» **Selected text**
☆ ☆ ☆ ☆

My children are grown now, for the most part. There are no little ones slipping their chubby hands into mine to cross the street. No cookie crumb kisses. For now. Until the next generation is born.
But that doesn’t mean there aren’t still precious opportunities to mother.
My youngest son, who is now almost sixteen, has inherited my debilitating migraines along with the nausea and dizziness that accompany them. He has had to miss a great deal of school recently as we have tried to get to the bottom of the cause and find the best treatment. During a particularly rough morning, he was concerned about missing another day, as he tried to hold in the nausea on the way to school…everything spinning. If you get the type of migraines that stop your world, you understand that you can’t gut it out until the symptoms pass. You must stop and lie down in a dark room immediately with a cold compress after taking something for pain relief, or the symptoms will just escalate. I called to speak to the kind secretary about the reason he was missing so much school as I waited in the school parking lot (still dressed in my pajamas) for him to take a test in the morning before leaving for the day. Whether he was excused or not, he could not stay.
It was nothing. A small gesture. A day in the life of a mother. A stepping up to come alongside, to go to bat for him. A calming voice of reason to say, “You’re going to be ok. I’ve got you.”
Not in the way we get to do when they are young, of course. Teenagers and young men do not allow their mothers to hold them on their laps to make it better. They are becoming men. And, a mother’s role is different in this stage of their lives.
Not long after that incident, my oldest son called about some paperwork we had been working on for his college internship. I was reflecting on the stirrings of my heart as I left my Moms in Prayer group that morning, thinking of my own mother, as a wave of missing rushed over me.
My own mother was kind of tough, hard-working, and rarely soft. I learned to be very independent, and likely would not have asked for her help in many situations as a young person. Occasionally, though, there was no place on earth that felt safer than being near her, especially when I became a young mother myself. Because sometimes, in this harsh world, we just need a safe place. And, no matter how imperfect the relationship, most of the time, mom is a safe place.
What makes a mom?

☆ ☆ ☆ ☆

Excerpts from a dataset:
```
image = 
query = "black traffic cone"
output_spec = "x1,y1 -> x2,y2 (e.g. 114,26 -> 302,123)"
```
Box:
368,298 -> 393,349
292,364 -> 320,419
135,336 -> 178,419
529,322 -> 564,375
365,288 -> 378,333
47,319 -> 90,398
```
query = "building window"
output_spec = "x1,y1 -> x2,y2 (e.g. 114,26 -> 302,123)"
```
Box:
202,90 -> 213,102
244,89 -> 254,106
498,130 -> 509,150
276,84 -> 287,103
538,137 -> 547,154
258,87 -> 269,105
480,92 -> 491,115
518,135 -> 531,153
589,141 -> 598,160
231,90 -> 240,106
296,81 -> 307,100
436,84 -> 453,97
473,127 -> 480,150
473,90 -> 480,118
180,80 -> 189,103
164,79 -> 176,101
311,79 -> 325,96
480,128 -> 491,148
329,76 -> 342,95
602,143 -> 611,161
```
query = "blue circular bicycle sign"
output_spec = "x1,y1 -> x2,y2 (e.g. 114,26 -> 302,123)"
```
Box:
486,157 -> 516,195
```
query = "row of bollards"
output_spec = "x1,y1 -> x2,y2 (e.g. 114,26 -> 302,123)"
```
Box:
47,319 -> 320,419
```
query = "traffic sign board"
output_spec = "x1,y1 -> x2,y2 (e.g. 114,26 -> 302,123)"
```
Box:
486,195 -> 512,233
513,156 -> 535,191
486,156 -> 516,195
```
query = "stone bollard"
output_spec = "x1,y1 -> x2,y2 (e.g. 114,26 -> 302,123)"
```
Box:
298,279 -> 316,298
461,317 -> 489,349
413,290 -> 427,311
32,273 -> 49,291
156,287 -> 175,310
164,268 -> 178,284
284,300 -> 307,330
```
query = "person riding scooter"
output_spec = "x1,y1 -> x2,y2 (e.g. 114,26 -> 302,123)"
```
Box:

☆ ☆ ☆ ☆

» **Work to be completed**
Continue the essay above on mothering grown children, starting right after its final line, "What makes a mom?"

» **Written response**
Well, I’m certainly not going to attempt to sum up the answer to that question in a blog post. Being a perpetual grace rebel, I’m quite resistant to anything that may resemble measuring our performance as mothers. We come in all shapes and sizes and most of us, whether we admit it or not, stumble through this task with glorious imperfection. But, to me…underneath all the daily things a mother does as she pours into the lives of her children…
Mom is the one who makes it all better. As our children grow and life gets more complicated, there are moments of pain and regret she cannot take away so easily. Yet, she remains a safe haven in the storm. She is the place where you’re loved no matter what. She is the one who will help you sort through the mess and make a plan. She is walking grace that covers the broken mess with love. She is the one with knees worn through her pants (or long flow-y skirt) from the countless prayers lifted on your behalf. She thinks of her children more than they will ever know.
The bible tells us we are created in the image of God. In our broken state, covered in flesh, it is sometimes hard to see God in the face of humanity. But, in the heart of a mother, I believe that He has woven some of the sweetest pieces of His infinite grace and unconditional love. Whatever we may or may not get right as mothers, He has placed that love and grace into our hearts as a gift for our children.
My prayer for you today, my prayer for me, is that we will allow His love and grace to pour through us. That we will put away our measuring sticks as women, as mothers, focusing less on our performance or the performance of our children and more on the grace. Nothing melts a hardened heart like abounding grace and love without conditions. There is no argument against it. And, any changes that may need to occur in us or in our children must happen in the heart, if they are meant to last. Eternal healing happens in the attitude of our hearts. We point our children back to Jesus when we begin with love and grace, not the kind we merely speak of, but the kind we live.